WORK TO DO
Filter the items below and copy out every line that contains the string "beach".

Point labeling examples
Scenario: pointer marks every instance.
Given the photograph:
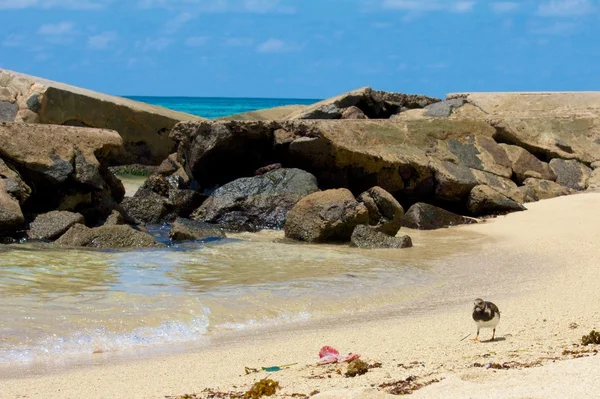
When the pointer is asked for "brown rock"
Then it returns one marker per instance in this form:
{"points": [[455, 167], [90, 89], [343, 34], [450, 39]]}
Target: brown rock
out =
{"points": [[385, 212], [325, 216]]}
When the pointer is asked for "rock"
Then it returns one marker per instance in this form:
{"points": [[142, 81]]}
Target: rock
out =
{"points": [[268, 168], [8, 111], [525, 165], [186, 229], [11, 216], [367, 237], [216, 153], [143, 127], [443, 109], [146, 208], [484, 200], [51, 225], [372, 103], [325, 216], [537, 189], [422, 216], [385, 213], [63, 164], [259, 202], [594, 181], [269, 114], [571, 173], [107, 237], [353, 112], [115, 219]]}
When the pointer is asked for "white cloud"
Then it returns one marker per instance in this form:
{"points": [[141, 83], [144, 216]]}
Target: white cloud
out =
{"points": [[565, 8], [102, 41], [196, 41], [60, 29], [459, 6], [504, 7], [155, 45], [277, 46]]}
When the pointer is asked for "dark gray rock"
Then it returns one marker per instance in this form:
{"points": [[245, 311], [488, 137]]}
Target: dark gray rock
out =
{"points": [[51, 225], [536, 189], [107, 237], [8, 111], [484, 200], [33, 102], [325, 216], [259, 202], [443, 109], [423, 216], [185, 229], [367, 237], [572, 174], [385, 212]]}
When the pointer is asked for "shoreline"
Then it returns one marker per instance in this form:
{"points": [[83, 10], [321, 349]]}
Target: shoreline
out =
{"points": [[555, 237]]}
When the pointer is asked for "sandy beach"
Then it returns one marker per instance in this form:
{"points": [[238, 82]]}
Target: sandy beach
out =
{"points": [[540, 267]]}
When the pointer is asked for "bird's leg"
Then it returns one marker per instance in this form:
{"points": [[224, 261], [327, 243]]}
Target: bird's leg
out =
{"points": [[476, 339]]}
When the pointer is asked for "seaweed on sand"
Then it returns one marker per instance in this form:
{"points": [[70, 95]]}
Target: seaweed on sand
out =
{"points": [[593, 338]]}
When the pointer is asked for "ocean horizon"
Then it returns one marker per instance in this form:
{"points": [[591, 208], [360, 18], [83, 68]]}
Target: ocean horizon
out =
{"points": [[217, 107]]}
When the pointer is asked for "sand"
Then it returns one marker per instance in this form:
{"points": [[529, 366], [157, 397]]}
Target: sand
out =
{"points": [[541, 267]]}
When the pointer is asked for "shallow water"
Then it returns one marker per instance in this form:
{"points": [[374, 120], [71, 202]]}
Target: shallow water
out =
{"points": [[57, 303]]}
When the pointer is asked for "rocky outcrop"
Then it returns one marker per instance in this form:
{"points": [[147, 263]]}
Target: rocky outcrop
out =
{"points": [[525, 165], [371, 103], [144, 128], [385, 212], [11, 216], [325, 216], [571, 173], [185, 229], [51, 225], [259, 202], [107, 237], [270, 114], [422, 216], [60, 168], [367, 237], [537, 189], [484, 200]]}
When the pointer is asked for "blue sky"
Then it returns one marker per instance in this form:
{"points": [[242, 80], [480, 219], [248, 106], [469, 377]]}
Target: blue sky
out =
{"points": [[304, 48]]}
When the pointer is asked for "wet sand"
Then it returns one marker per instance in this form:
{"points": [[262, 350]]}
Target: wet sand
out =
{"points": [[540, 267]]}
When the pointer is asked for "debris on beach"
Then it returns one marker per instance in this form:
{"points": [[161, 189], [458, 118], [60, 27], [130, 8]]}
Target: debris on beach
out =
{"points": [[593, 338], [328, 355], [406, 386], [356, 367]]}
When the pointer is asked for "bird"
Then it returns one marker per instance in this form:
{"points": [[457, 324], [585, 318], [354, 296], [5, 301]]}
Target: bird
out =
{"points": [[485, 315]]}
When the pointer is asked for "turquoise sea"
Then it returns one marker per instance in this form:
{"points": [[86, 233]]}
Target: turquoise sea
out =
{"points": [[216, 107]]}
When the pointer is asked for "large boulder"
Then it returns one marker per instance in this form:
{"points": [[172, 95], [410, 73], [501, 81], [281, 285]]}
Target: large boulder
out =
{"points": [[325, 216], [185, 229], [571, 173], [11, 216], [484, 200], [107, 237], [144, 128], [537, 189], [373, 104], [51, 225], [422, 216], [525, 165], [259, 202], [367, 237], [66, 165], [385, 212]]}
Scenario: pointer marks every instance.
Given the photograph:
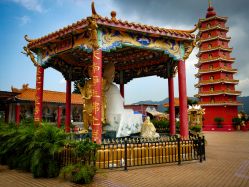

PROBLEM SOLUTION
When the pointer is asked for "sandy beach"
Target: sandy beach
When the pointer is asked for "debris on beach"
Target: debris on beach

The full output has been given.